═════ PROVIDED RECORDS ═════

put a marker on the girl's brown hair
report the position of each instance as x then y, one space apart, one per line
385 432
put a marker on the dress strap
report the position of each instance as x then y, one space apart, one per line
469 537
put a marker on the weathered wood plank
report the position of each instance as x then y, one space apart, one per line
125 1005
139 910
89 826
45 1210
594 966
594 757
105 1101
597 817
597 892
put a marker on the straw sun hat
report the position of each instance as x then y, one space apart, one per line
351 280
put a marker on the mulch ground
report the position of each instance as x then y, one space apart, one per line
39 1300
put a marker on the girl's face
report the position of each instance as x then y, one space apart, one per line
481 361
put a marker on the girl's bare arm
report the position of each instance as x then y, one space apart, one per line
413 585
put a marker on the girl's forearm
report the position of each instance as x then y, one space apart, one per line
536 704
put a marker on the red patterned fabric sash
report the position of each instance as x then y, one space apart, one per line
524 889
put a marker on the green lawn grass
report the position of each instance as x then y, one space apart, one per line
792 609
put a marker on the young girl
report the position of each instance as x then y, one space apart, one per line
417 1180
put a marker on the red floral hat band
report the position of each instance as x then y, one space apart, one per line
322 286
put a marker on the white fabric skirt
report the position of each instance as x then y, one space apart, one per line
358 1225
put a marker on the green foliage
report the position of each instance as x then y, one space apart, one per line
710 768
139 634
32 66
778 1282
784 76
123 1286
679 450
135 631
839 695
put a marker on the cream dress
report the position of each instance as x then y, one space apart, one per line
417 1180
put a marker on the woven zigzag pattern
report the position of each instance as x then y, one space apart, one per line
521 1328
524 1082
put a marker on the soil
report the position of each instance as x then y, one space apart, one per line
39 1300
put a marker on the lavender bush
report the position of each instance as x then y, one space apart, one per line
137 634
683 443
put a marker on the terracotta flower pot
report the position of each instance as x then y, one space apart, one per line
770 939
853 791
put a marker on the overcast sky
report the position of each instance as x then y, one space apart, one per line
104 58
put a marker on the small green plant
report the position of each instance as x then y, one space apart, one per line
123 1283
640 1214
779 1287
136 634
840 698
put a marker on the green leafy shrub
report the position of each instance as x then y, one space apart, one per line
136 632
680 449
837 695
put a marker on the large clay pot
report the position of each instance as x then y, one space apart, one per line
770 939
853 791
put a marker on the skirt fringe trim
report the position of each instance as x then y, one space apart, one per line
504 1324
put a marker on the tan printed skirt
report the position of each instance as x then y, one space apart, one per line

═════

◆ **WORK REQUIRED**
What's required is that all of the material be returned exactly.

◆ **COMPLETED EXERCISE**
put a marker on the girl's brown hair
report the position of each instance as x then y, one space apart, one per line
385 432
put a marker on the dress strap
report the position of each instance as x then y, one space apart, one per line
469 537
put a marker on the weathered wood plank
report the position of each instance as x then y, one space apart, one per line
125 1005
139 910
89 826
45 1210
594 966
594 757
105 1101
597 817
597 892
put a marker on the straw sun hat
report the position of each instance as x then y, one space apart, one per line
351 280
put a marker on the mulch ground
report the position of each instance as x then y, one space apart, one per line
39 1300
put a marker on the girl's face
report the position of each instance as x then y, one space apart, one per line
481 361
put a marker on the girl's bare arm
report the position of each instance as x then y, one space apart, one per line
413 585
put a marker on the girl's forearm
report the position of each instance as x then y, one space apart, one per line
536 704
put a marker on the red patterned fabric sash
report the position of each instance as x then y, one space apart, one per line
524 889
put a marker on the green lawn grass
report the position of each instance as x then y, one space apart, one per line
792 609
put a marker on the young girl
report the position of each instance as x then y, one space apart, one per line
417 1180
put a marker on the red floral hat band
report the position of each instance as x then y, one space apart, one per line
322 286
put a marker on the white fabric skirt
report the position of each instance as x then y, one space apart, one per line
358 1225
put a marker on the green foliage
report the position of each instance as x then y, one space apart, one per line
710 768
139 634
32 66
778 1282
784 76
123 1286
679 450
135 631
839 695
put a marker on the cream dress
report the position of each instance as x then y, one space apart, one per line
417 1180
put a marker on the woven zigzag pattern
report the position of each instance as x then y, one space apart, one per line
521 1328
524 1082
put a marker on the soil
report the position of each instance as x then y, one space apart, one per line
39 1300
put a marker on the lavender bush
report the position of each instance as x then y, one space apart, one per line
137 634
683 443
put a marker on the terracotta flower pot
report the position of each instance as x then y, one space apart, one per line
770 939
853 791
put a marker on the overcast sky
report the position of each instance as x then y, one space apart, one per line
104 58
put a marker on the small green plant
report the position of each instance as x then y, one space apart, one per line
123 1283
640 1214
779 1287
136 634
840 698
put a marker on the green leafy shrub
report the position of each instance as x then y, one space apart, one per line
136 632
680 449
837 695
put a marker on the large clay pot
report the position of each instance as x then y, one space apart, one per line
770 939
853 791
put a marker on the skirt fringe trim
report the position of each instance as x then y, one space apart, one per line
504 1324
put a marker on the tan printed skirt
report the position of each instance as x then y, one space apart, one per line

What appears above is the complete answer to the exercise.